# Exercise 1
From the Kashmir text, extract the part that begins with the words containing "The point being, expecting" and ends with "harm than good.", copying it verbatim.
# Exercise 2
Extend the Kashmir text by writing what follows its final sentence.

Looking at how the government has attempted to deal with the situation in Kashmir, I can only come to one sound conclusion. In their efforts to end terrorism in the Valley, our leaders and policymakers believe that the problem ends by killing terrorists and their leaders, and by attempting to punish Pakistan for infiltration of terrorists across the LoC. In their defence, it isn’t exactly incorrect to try and combat the problem by killing the terrorists. In fact, it’s necessary to dismantle all existing footholds these groups may have, and to effectively eliminate their manpower and strategic assets. However, here we are looking only at a cure, not prevention. And that is why Kashmir suffers today. Because we are treating only half of the problem, while failing to realise that all our gains in one aspect of the problem are immaterial without the other. Just as, if we miraculously managed to prevent more individuals joining the terrorists’ ranks one day, it would make no sense if we didn’t attempt to counter those who already existed.
So how have we failed to prevent terrorism from coming up in the first place? Shouldn’t the fearsome army be deterrent enough to prevent individuals from taking up arms against them? Well, no. Here, we need to understand, we are looking at a determined population, and a long-suffering people. No force on Earth can ever convince, oppress, or scare a people into conformity if they are determined not to. Furthermore, the fact that these people have been suffering for decades now only adds to the difficulty by which hard force can win them over. History, time and again, has proven that a long-persecuted people is the deadliest. Israel is the finest example of this maxim. No one dare confront Israel today, despite its insignificant size and negligible resources, for Israel’s people have been beaten and punished to the point of no return, notably during the Holocaust, and the repeated attempts by the Arab nations to wipe Israel from the face of Earth.
The point being, expecting the people of Kashmir to stop resisting against the authority of India merely out of fear and awe is a baseless expectation, and policies made on the basis of such an assumption will inevitably do more harm than good.

# Provided data
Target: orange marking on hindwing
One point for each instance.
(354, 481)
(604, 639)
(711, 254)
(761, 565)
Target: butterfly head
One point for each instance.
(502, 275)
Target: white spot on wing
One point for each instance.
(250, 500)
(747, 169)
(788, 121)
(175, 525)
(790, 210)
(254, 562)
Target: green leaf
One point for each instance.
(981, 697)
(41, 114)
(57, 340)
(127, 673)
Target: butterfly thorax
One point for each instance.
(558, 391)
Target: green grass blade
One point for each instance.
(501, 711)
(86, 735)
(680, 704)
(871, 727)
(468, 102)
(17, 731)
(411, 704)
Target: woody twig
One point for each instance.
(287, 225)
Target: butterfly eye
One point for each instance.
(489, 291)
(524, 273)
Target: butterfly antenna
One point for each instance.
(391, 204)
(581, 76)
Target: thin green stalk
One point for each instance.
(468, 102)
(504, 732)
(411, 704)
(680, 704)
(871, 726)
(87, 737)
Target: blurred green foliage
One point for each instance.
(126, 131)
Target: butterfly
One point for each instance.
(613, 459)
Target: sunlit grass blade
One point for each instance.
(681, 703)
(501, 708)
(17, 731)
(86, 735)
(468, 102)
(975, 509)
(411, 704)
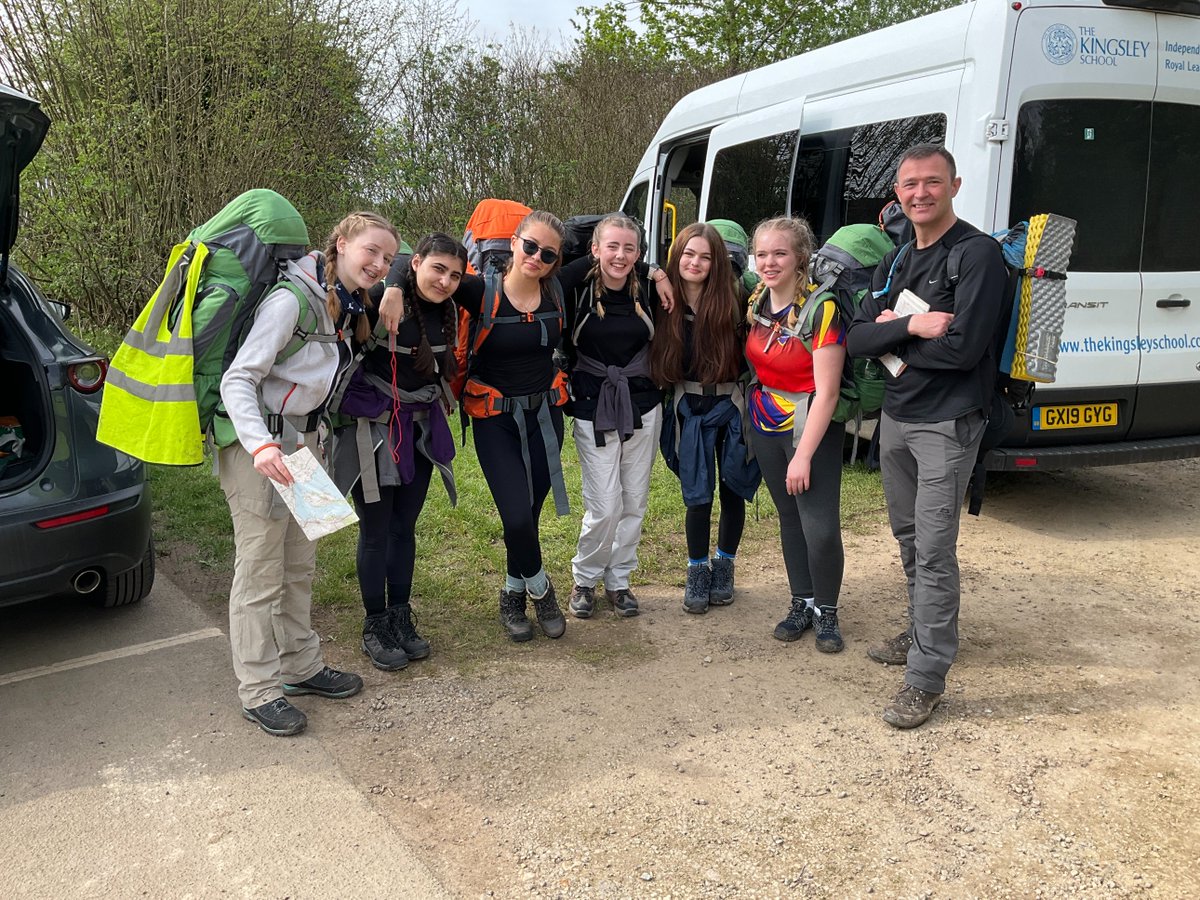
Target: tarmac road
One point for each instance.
(126, 769)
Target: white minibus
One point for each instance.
(1086, 108)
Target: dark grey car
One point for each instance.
(75, 515)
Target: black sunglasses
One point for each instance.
(531, 249)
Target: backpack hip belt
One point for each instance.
(483, 401)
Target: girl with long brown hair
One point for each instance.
(697, 355)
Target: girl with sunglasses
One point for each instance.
(395, 433)
(514, 396)
(697, 357)
(616, 408)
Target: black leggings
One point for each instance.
(810, 522)
(498, 447)
(387, 550)
(697, 525)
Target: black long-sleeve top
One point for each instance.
(613, 339)
(952, 375)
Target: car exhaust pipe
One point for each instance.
(87, 581)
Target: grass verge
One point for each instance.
(460, 552)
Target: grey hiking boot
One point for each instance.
(720, 592)
(911, 707)
(516, 623)
(582, 603)
(382, 643)
(623, 601)
(550, 617)
(825, 622)
(277, 718)
(798, 619)
(893, 652)
(328, 683)
(403, 624)
(695, 592)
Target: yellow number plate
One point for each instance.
(1080, 415)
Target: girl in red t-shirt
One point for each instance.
(791, 405)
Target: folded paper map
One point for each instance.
(315, 501)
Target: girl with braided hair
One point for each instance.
(393, 432)
(274, 401)
(616, 407)
(797, 355)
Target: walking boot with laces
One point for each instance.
(328, 683)
(550, 617)
(582, 603)
(382, 643)
(513, 617)
(797, 622)
(825, 622)
(277, 718)
(695, 592)
(720, 592)
(911, 707)
(893, 652)
(403, 625)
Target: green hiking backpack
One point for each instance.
(737, 243)
(841, 269)
(163, 394)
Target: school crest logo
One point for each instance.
(1059, 45)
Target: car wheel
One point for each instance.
(131, 586)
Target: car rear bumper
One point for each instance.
(43, 562)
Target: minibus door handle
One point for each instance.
(1175, 301)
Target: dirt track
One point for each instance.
(700, 757)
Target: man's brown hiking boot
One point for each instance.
(911, 707)
(893, 652)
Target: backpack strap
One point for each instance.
(892, 270)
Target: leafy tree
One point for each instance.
(731, 36)
(163, 111)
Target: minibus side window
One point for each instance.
(1087, 160)
(1173, 197)
(845, 177)
(635, 207)
(750, 180)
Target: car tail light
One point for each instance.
(96, 513)
(88, 376)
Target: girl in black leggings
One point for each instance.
(394, 415)
(697, 357)
(514, 395)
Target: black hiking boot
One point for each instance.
(828, 634)
(328, 683)
(277, 718)
(582, 603)
(516, 623)
(403, 624)
(911, 707)
(550, 617)
(720, 592)
(382, 645)
(893, 652)
(695, 592)
(798, 621)
(623, 601)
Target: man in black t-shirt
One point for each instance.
(934, 411)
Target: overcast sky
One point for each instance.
(552, 17)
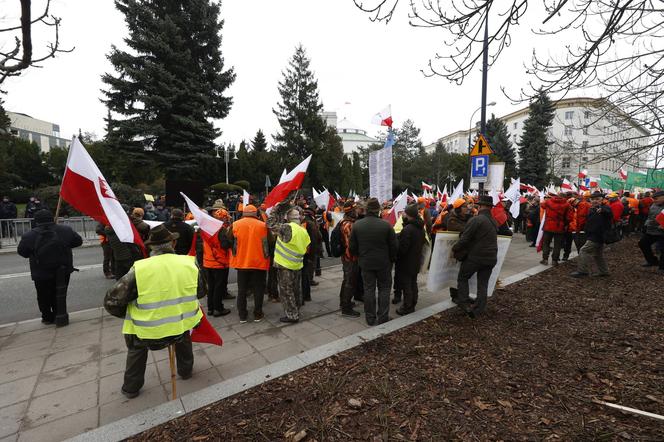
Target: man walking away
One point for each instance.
(373, 240)
(477, 249)
(251, 258)
(349, 263)
(158, 300)
(654, 233)
(558, 215)
(598, 223)
(289, 251)
(186, 233)
(409, 258)
(48, 246)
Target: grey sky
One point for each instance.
(367, 64)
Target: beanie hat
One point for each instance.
(373, 206)
(412, 211)
(43, 216)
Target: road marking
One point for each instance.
(20, 275)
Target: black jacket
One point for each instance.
(479, 240)
(373, 240)
(598, 222)
(411, 242)
(26, 248)
(186, 232)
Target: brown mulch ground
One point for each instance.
(527, 370)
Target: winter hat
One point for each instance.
(43, 216)
(412, 211)
(373, 206)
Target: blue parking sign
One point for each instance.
(480, 166)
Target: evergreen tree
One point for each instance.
(534, 143)
(168, 86)
(499, 140)
(303, 130)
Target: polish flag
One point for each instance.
(209, 226)
(540, 234)
(622, 173)
(288, 183)
(85, 189)
(384, 117)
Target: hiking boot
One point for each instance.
(350, 313)
(129, 395)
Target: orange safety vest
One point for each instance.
(250, 235)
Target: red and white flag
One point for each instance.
(384, 117)
(622, 173)
(209, 226)
(85, 189)
(288, 183)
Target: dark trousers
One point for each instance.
(46, 297)
(557, 245)
(645, 244)
(137, 356)
(466, 271)
(382, 279)
(254, 280)
(408, 285)
(108, 258)
(349, 284)
(568, 240)
(217, 288)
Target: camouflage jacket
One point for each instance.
(125, 291)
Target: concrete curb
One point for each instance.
(132, 425)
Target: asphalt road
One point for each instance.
(86, 288)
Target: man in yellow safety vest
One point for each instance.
(158, 299)
(292, 243)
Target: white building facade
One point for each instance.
(45, 134)
(585, 135)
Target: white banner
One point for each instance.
(380, 174)
(444, 267)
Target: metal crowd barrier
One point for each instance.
(11, 230)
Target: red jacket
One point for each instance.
(582, 210)
(558, 214)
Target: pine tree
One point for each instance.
(303, 130)
(499, 140)
(534, 143)
(169, 85)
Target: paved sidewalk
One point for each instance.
(56, 383)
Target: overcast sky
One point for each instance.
(368, 65)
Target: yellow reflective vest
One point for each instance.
(291, 254)
(167, 304)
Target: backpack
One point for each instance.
(50, 251)
(336, 244)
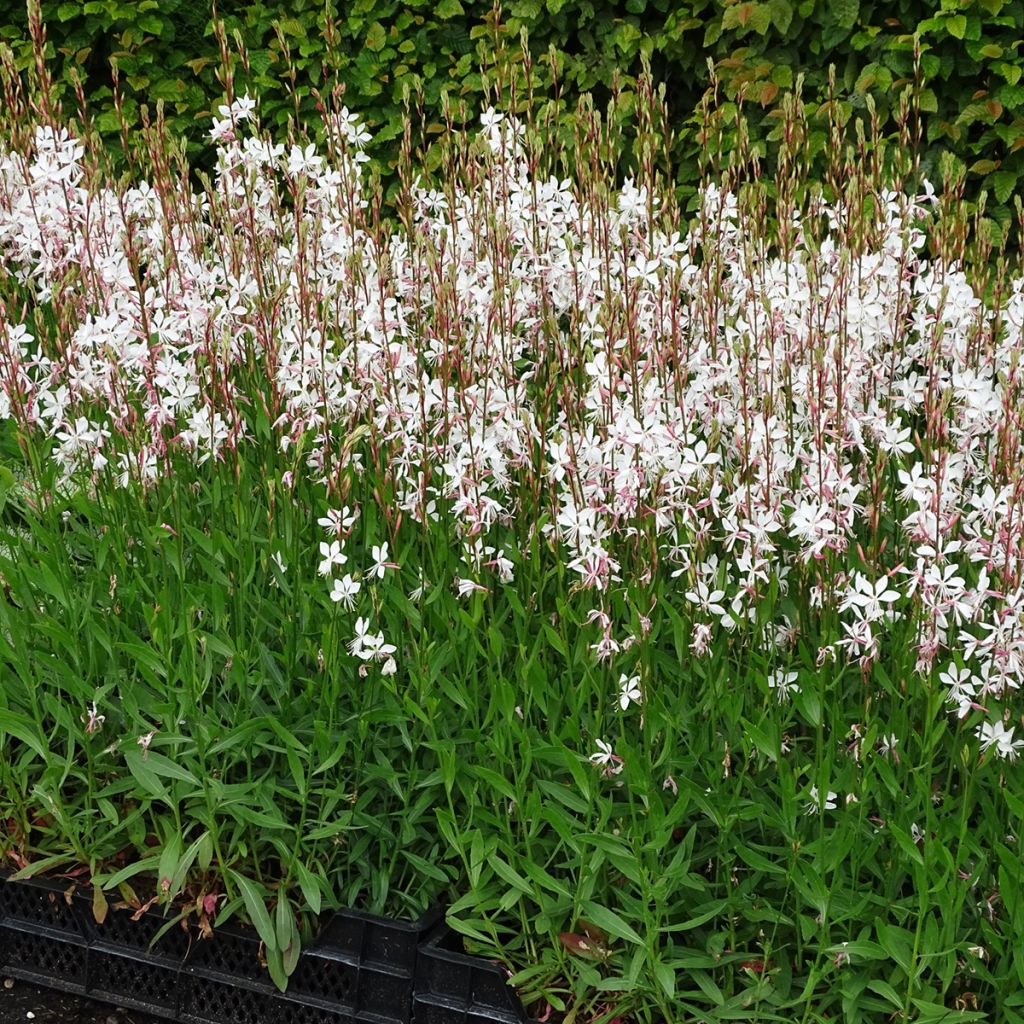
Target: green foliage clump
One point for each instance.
(962, 60)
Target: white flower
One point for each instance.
(380, 555)
(606, 757)
(336, 522)
(995, 734)
(331, 555)
(466, 587)
(344, 590)
(815, 806)
(629, 690)
(783, 683)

# Output 1
The point being, expecting the people of Kashmir to stop resisting against the authority of India merely out of fear and awe is a baseless expectation, and policies made on the basis of such an assumption will inevitably do more harm than good.

# Output 2
In my humble opinion, what is severely wanting in our programme to integrate Kashmir into mainstream India and to end the violence there, is a very simple principle: outreach and public relations (in military terms: Information warfare, in order to counter the open secret that is the massive propaganda and disinformation campaign undertaken by the Islamists and their patron, the ISI). If the government and authorities could just make a concerted effort to create holistic policies that attempt to battle anti-social elements, counter intervention by foreign parties, and at the same time reach out to the people of Kashmir.
Nothing needs to be done, except to send across a message to the people of Kashmir, that they are Indians, and that India stands with them, and cares for their well-being as much as it does for any other people in of this diverse nation. They need to be made stakeholders in the idea of India, not subjects of India. Such a step would a) Enhance the democracy, b) Ensure greater cooperation on the behalf of the Kashmiri people, c) Open up opportunities to exploit the economic potential of Kashmir and make it a tourism hub, thereby benefitting both the people of Kashmir and the national economy, d) Reduce number of radicalised youth and thus help end the cycle of violence prevalent in the region.
It is about time that one of the most militarized regions of the world becomes that “Paradise on Earth”, which it was always referred to as.